(Rows from a pointing dataset)
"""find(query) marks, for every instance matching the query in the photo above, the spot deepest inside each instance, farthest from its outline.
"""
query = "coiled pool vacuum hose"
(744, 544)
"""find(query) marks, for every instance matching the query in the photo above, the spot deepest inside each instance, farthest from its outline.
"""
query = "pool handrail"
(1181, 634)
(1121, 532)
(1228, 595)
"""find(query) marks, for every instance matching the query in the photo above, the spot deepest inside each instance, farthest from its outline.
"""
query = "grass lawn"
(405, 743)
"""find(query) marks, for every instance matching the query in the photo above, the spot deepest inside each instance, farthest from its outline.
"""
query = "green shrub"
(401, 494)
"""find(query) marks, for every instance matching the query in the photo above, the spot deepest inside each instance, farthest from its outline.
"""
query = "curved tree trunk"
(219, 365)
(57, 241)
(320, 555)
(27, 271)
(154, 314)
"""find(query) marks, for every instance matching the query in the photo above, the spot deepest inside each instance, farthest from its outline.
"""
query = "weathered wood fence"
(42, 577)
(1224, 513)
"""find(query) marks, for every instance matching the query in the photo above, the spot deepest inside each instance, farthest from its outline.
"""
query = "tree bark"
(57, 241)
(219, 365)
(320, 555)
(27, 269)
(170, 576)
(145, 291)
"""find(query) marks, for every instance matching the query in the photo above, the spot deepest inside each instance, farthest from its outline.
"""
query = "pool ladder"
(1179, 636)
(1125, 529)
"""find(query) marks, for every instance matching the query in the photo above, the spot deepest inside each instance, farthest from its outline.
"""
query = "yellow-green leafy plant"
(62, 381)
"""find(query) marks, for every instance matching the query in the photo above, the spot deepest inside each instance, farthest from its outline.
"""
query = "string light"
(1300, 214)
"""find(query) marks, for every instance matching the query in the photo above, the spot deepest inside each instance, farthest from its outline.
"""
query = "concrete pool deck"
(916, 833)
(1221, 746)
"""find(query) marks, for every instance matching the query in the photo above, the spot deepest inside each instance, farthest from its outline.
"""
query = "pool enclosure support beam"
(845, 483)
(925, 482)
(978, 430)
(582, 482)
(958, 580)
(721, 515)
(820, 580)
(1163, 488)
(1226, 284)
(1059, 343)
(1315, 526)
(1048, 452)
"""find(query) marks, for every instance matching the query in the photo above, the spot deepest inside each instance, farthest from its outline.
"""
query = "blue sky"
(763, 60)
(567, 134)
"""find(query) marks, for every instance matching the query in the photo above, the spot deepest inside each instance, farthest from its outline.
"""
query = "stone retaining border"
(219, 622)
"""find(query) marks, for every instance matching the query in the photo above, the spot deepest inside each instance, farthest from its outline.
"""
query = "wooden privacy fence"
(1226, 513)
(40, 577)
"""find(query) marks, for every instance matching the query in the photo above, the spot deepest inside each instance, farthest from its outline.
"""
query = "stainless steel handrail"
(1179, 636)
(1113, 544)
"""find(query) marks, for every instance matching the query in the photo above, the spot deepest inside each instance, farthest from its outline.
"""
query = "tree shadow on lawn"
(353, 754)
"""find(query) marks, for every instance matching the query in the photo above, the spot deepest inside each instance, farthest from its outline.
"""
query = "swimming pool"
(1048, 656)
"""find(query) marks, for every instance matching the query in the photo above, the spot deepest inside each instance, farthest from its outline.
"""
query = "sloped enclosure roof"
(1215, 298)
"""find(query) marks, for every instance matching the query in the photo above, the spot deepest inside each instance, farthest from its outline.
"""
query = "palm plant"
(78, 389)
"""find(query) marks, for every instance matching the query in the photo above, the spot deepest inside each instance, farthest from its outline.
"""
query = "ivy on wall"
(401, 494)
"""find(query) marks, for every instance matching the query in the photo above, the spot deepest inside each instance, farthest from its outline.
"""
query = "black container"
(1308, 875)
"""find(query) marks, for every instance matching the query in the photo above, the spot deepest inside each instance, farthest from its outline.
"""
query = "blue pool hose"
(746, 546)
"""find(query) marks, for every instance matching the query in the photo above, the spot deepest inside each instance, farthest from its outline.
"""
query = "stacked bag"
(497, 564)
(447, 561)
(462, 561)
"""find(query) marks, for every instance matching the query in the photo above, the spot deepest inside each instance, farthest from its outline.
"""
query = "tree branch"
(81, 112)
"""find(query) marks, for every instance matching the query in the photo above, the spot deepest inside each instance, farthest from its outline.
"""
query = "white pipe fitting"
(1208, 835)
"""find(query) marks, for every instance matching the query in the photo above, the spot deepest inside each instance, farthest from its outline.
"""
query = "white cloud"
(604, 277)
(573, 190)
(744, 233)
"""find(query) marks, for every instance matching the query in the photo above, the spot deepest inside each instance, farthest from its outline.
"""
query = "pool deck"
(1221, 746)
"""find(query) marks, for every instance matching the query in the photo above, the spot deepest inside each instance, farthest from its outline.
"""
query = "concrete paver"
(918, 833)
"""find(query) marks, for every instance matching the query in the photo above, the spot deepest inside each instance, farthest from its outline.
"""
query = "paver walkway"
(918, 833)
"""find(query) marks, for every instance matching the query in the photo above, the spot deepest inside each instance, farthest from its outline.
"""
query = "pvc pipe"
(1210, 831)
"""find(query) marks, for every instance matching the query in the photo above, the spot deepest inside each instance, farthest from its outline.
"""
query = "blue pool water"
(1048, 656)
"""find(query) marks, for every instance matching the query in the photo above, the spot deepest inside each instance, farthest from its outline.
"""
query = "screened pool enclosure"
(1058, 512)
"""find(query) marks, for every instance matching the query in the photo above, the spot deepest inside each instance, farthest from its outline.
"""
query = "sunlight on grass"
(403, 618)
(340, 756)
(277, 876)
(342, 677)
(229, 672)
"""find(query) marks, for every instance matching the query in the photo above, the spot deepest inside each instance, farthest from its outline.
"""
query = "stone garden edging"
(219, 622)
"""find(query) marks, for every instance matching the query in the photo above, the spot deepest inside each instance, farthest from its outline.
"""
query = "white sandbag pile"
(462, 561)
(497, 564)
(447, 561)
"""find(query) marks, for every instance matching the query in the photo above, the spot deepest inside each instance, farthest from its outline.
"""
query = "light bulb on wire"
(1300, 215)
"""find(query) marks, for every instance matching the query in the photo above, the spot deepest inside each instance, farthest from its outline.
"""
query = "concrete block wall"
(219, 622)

What you will do:
Copy out each record exactly as given, omitting none.

Result of this task:
"""find(query) marks, for every instance matching the query in the photo above, the spot deepest inside each instance, farthest from its outline.
"""
query = "coiled pool vacuum hose"
(744, 544)
"""find(query) marks, for every instance matching the query in the photo above, the spot deepest inside each instance, farthest from its outline.
"""
query = "pool handrail"
(1181, 634)
(1121, 532)
(1228, 595)
"""find(query) marks, for every instance matching the query in the photo above, the spot deepest inside each instance, farthest from its outline.
"""
query = "grass lawn"
(405, 743)
"""find(query) marks, for every instance matching the query in the photo above, the spot deepest inside each instance, farthest from its outline.
"""
query = "green shrub"
(401, 494)
"""find(query) marks, for every instance matching the query in the photo above, the spot deepest inside each instance, farthest from its outline.
"""
query = "curved tree trunk"
(219, 365)
(57, 241)
(320, 555)
(27, 271)
(154, 314)
"""find(query) marks, for every instance matching the query in the photo above, the spot deepest inside each instance, farthest from its outline.
"""
query = "weathered wood fence"
(42, 577)
(1224, 513)
"""find(query) marks, for every instance matching the query in the photo above, the spot deepest inside each instance, farthest from its outline.
"""
query = "tree bark"
(57, 241)
(219, 365)
(320, 555)
(27, 269)
(170, 576)
(145, 291)
"""find(query) marks, for every instance matching the query in the photo above, the spot deepest inside each instance, farthest from its outline.
"""
query = "pool ladder"
(1179, 636)
(1125, 529)
"""find(query) marks, for every instance matching the query in the photo above, the spot deepest inside each instance, farthest from its outline.
"""
query = "yellow-green leafy plant"
(62, 381)
"""find(query) marks, for every instance matching the query in the photo above, the spot deepest inside each instance, farthest from its outline.
"""
query = "string light"
(1300, 214)
"""find(query) marks, for every instance matching the query in the photo above, the spot deepest inside each instance, farthest from its outline.
"""
query = "concrete pool deck"
(916, 833)
(1221, 746)
"""find(query) marks, for every instance matching the query in the photo above, the spot deepest inside each instance, farthest from its outline.
"""
query = "pool enclosure support beam"
(845, 483)
(925, 482)
(978, 430)
(582, 482)
(958, 580)
(721, 515)
(820, 580)
(1163, 488)
(1226, 284)
(1059, 343)
(1315, 526)
(1048, 452)
"""find(query) marks, for every instance matching the query in the photo above, the spot deepest inside each instance, farthest from its outline.
"""
query = "blue sky"
(763, 60)
(567, 134)
"""find(query) marks, for every instance matching the query in the photo above, the spot deepest inside each instance, farthest from its outline.
"""
query = "stone retaining border"
(219, 622)
"""find(query) marks, for every instance matching the query in the photo above, the spot deepest inside each instance, farthest from its outline.
"""
query = "wooden privacy fence"
(1226, 513)
(40, 577)
"""find(query) marks, for every instance matching the query in the photo above, the spot deepest inside each instance, farthest from its outline.
"""
query = "stainless steel handrail"
(1179, 636)
(1113, 544)
"""find(query) marks, for every instance matching the query in the photo above, the spot deepest inside each instance, farthest from its outline.
"""
query = "tree shadow on lawn"
(353, 754)
"""find(query) marks, for every instance matching the query in the photo above, the spot deepest inside each instance, farthest from its outline.
"""
query = "swimming pool"
(1048, 656)
"""find(query) marks, for every instance matching the query in the photo above, the spot deepest inside each instance, farthest from its outline.
"""
query = "sloped enclosure roof"
(1215, 298)
"""find(query) marks, for every instance matching the query in the photo above, the spot deepest inside each instance, farthest from its outline.
"""
query = "palm plant"
(78, 389)
"""find(query) marks, for every instance matching the query in the photo above, the spot deepest inside each instance, farthest from its outline.
"""
query = "ivy on wall"
(401, 494)
"""find(query) marks, for every instance matching the query in the photo above, the spot deepest inside each instance, farthest from its outline.
"""
query = "black container"
(1308, 875)
"""find(query) marks, for every instance matching the query in the photo above, the spot deepest inside each instance, farthest from its outline.
"""
query = "blue pool hose"
(746, 546)
"""find(query) marks, for every instance matching the query in the photo above, the spot deepest inside each instance, farthest from its outline.
"""
query = "stacked bag"
(497, 564)
(447, 561)
(462, 561)
"""find(query) marks, for every instance matching the query in the photo above, the spot deepest inside each instance, farthest from its outline.
"""
query = "tree branch"
(81, 112)
"""find(query) marks, for every instance matching the query in the photo above, the spot deepest inside each instance, farthest from its outline.
"""
query = "white pipe fitting"
(1208, 835)
"""find(query) marks, for every instance matching the query in the photo above, the spot deepest inside each instance, farthest from its outline.
"""
query = "white cloud"
(604, 277)
(573, 190)
(744, 233)
"""find(query) marks, for every instance matching the query in the photo above, the spot deepest inside each instance, farthest from its outline.
"""
query = "pool deck"
(1221, 746)
"""find(query) marks, for every instance matching the query in the photo above, the spot deepest inside each instance, farthest from its outline.
"""
query = "concrete paver"
(918, 833)
"""find(query) marks, for every instance matching the query in the photo above, the spot deepest inside each instance, farthest from its outline.
"""
query = "paver walkway"
(918, 833)
"""find(query) marks, for every instance matching the query in the photo above, the spot deepest inside each instance, farthest from its outline.
"""
query = "pvc pipe"
(1210, 831)
"""find(query) marks, for every instance matching the query in the photo above, the spot deepest inside each instance, farthest from its outline.
"""
query = "blue pool water"
(1048, 656)
"""find(query) marks, for every instance matching the query in the photo above, the spot deepest inside each instance, farthest from its outline.
"""
query = "screened pool enclosure"
(1058, 512)
"""find(query) marks, for every instance matching the query in the photo above, the spot deepest inside each instance, farthest from its outline.
"""
query = "sunlight on grass"
(403, 618)
(340, 756)
(277, 876)
(342, 677)
(229, 672)
"""find(query) marks, for every instance matching the query in the photo above, the spot deepest inside each instance, farthest from its outline.
"""
query = "stone garden edging"
(219, 622)
"""find(query) marks, for every instance matching the query in the photo above, the spot deepest inside each instance, farthest from its outline.
"""
query = "white sandbag pile"
(462, 561)
(497, 564)
(447, 561)
"""find(query) marks, for every instance matching the query in the photo above, the spot deepest inside each instance, farthest from its outline.
"""
query = "light bulb on wire"
(1300, 215)
"""find(query) marks, for every instance matching the query in the photo above, the spot deepest inside each instance, farthest from its outline.
"""
query = "concrete block wall"
(219, 622)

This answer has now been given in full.